#### What you have to do:
Which lines of the records contain the word "office"? Locate and copy each of them, treating case as significant.

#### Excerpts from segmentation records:
☆ ☆ ☆ ☆ ☆ ☆ ☆
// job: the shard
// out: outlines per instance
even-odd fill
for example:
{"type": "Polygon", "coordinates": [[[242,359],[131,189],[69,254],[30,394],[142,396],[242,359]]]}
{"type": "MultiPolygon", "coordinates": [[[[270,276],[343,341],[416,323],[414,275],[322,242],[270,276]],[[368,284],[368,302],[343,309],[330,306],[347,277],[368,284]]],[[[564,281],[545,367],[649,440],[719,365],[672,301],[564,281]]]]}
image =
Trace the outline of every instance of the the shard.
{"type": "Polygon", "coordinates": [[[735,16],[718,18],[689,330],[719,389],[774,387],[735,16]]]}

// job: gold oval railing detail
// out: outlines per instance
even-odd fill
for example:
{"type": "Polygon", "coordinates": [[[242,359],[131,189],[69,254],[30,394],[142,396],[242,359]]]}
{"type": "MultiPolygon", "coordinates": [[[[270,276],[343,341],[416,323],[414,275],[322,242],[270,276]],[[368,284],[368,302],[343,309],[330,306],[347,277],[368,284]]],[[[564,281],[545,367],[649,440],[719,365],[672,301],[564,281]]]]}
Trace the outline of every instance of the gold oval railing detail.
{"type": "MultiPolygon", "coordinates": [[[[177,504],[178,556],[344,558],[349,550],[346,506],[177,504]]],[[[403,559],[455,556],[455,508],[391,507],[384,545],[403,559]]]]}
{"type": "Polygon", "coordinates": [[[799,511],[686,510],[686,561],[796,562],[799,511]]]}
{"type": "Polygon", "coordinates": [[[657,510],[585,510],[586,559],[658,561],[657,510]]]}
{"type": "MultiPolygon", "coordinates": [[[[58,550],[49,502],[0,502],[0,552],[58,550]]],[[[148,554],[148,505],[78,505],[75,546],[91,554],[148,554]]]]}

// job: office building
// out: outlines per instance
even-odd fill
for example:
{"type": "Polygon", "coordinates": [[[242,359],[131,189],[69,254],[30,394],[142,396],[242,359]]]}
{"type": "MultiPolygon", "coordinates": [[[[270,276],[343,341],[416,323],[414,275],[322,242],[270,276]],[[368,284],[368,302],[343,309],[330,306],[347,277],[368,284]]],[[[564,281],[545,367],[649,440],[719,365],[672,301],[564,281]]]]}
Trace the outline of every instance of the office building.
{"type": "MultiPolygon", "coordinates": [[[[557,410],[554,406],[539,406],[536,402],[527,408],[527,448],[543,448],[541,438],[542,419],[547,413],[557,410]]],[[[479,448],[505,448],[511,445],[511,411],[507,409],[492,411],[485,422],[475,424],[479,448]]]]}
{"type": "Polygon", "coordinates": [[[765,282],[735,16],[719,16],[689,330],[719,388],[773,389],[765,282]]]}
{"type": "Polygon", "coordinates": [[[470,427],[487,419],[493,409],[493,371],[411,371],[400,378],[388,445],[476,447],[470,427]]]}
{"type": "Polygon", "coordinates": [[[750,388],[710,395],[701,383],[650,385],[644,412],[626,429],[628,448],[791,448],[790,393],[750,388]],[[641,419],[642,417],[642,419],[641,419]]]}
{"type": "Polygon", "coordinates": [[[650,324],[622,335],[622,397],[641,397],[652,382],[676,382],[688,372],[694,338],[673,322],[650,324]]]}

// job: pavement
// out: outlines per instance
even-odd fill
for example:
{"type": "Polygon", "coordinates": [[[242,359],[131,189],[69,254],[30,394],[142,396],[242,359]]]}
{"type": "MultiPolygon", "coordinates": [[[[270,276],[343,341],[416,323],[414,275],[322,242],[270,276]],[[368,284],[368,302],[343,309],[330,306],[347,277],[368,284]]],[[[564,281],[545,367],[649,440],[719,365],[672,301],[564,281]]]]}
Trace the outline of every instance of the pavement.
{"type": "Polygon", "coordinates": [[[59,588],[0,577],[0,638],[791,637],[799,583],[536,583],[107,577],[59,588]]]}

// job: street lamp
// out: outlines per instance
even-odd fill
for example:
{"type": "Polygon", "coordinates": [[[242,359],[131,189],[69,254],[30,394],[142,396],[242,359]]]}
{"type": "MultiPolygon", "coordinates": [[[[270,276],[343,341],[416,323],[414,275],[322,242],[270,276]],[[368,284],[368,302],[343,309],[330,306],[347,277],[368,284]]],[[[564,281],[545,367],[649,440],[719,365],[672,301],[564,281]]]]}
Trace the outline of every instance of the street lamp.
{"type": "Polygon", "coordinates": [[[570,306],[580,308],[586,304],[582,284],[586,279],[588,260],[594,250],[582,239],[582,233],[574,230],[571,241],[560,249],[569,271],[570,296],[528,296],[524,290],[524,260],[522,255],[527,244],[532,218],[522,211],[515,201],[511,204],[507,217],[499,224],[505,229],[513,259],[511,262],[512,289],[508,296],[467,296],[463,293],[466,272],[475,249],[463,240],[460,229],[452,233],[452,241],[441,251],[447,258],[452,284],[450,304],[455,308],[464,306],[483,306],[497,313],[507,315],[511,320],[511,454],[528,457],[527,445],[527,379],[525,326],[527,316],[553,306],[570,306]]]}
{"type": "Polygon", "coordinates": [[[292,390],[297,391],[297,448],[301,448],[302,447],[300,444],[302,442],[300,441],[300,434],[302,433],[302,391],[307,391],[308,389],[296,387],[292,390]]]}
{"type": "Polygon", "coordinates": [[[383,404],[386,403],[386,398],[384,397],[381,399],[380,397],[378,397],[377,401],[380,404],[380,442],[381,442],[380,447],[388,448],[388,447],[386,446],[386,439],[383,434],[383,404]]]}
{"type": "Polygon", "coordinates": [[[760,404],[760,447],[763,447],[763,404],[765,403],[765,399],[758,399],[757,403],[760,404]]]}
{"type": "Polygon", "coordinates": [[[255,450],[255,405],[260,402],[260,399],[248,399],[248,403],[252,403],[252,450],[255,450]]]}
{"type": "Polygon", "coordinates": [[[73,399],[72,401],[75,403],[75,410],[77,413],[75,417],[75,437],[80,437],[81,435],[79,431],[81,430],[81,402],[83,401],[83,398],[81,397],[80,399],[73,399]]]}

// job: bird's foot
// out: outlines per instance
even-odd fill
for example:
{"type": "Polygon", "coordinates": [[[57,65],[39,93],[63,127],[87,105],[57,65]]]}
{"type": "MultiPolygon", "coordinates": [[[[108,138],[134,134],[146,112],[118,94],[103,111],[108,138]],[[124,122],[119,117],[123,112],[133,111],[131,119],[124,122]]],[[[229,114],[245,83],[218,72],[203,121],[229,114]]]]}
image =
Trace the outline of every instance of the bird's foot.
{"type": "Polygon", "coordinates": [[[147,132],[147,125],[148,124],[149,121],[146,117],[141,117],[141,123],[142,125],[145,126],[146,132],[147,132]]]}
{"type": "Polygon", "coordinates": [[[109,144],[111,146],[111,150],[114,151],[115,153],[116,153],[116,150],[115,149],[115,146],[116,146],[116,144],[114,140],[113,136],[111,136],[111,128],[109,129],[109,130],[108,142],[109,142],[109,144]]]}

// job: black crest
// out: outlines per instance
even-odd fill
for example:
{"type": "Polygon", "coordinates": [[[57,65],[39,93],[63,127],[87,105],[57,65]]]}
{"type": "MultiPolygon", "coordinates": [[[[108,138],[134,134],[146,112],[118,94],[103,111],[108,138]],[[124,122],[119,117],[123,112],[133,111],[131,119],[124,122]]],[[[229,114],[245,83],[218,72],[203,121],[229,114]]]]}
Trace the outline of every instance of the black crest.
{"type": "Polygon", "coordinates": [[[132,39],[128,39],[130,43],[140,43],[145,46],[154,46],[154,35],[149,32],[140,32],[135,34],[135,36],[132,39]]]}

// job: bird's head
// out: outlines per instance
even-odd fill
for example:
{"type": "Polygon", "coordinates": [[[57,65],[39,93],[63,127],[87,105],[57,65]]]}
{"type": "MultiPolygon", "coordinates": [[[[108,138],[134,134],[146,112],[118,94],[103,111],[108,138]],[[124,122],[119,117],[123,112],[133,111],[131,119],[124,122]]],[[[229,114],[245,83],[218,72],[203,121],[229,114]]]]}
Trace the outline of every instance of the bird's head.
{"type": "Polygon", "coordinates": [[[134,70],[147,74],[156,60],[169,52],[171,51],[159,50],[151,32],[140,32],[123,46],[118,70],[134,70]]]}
☆ ☆ ☆ ☆ ☆ ☆ ☆
#### Answer:
// job: office building
Trace the outline of every instance of the office building.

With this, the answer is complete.